> **Stated goal**:
Update the records below by changing "example output" to "sample output" wherever it occurs, and reproduce them with everything else unchanged. Omit the pictures from your answer.

[Image boundary labeling items]
....
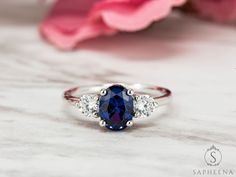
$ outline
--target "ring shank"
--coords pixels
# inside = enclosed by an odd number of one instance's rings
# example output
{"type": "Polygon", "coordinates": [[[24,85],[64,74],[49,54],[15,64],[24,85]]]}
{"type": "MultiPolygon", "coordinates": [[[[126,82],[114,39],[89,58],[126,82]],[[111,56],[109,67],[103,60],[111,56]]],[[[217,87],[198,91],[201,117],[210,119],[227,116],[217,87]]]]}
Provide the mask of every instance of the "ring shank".
{"type": "MultiPolygon", "coordinates": [[[[64,92],[64,99],[71,104],[78,103],[79,97],[83,94],[98,94],[101,89],[107,88],[113,84],[105,84],[103,86],[85,86],[74,87],[64,92]]],[[[118,84],[117,84],[118,85],[118,84]]],[[[152,96],[158,103],[158,105],[165,105],[169,102],[171,97],[171,91],[164,87],[150,86],[144,84],[120,84],[129,89],[133,89],[135,93],[148,94],[152,96]]]]}

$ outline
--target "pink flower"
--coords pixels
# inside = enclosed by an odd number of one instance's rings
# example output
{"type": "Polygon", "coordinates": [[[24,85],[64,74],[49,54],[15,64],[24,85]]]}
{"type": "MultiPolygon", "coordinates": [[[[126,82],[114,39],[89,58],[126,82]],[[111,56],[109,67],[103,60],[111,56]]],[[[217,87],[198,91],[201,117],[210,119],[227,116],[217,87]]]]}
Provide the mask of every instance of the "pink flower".
{"type": "Polygon", "coordinates": [[[236,0],[190,0],[192,8],[200,16],[218,21],[236,21],[236,0]]]}
{"type": "Polygon", "coordinates": [[[40,24],[42,36],[61,49],[119,31],[133,32],[166,17],[185,0],[57,0],[40,24]]]}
....
> **Response to this exercise**:
$ outline
--target "ring shank"
--coords pixels
# inside = enclosed by an odd number of one instance's rings
# sample output
{"type": "Polygon", "coordinates": [[[24,85],[64,74],[49,54],[15,64],[24,85]]]}
{"type": "MultiPolygon", "coordinates": [[[[126,82],[114,39],[89,58],[126,82]],[[111,56],[109,67],[103,60],[111,56]]],[[[217,87],[198,91],[201,117],[210,119],[227,116],[217,87]]]]}
Provide the mask of every instance of the "ring shank".
{"type": "MultiPolygon", "coordinates": [[[[64,92],[64,99],[71,104],[78,103],[79,97],[83,94],[98,94],[101,89],[107,88],[113,84],[105,84],[103,86],[85,86],[74,87],[64,92]]],[[[118,84],[117,84],[118,85],[118,84]]],[[[152,96],[158,103],[158,105],[165,105],[169,102],[171,97],[171,91],[164,87],[150,86],[144,84],[120,84],[129,89],[133,89],[135,93],[148,94],[152,96]]]]}

$ outline
--target "pink flower"
--coords pixels
# inside = enclosed by an odd number of one instance's rings
# sample output
{"type": "Polygon", "coordinates": [[[24,85],[64,74],[49,54],[15,64],[24,85]]]}
{"type": "MultiPolygon", "coordinates": [[[[126,82],[114,39],[89,58],[126,82]],[[111,56],[109,67],[103,60],[111,56]]],[[[217,87],[198,91],[201,117],[210,119],[227,116],[217,87]]]]}
Provide the mask of every instance of the "pink flower".
{"type": "Polygon", "coordinates": [[[236,0],[190,0],[192,8],[200,16],[218,21],[236,21],[236,0]]]}
{"type": "Polygon", "coordinates": [[[40,24],[42,36],[61,49],[119,31],[133,32],[166,17],[185,0],[57,0],[40,24]]]}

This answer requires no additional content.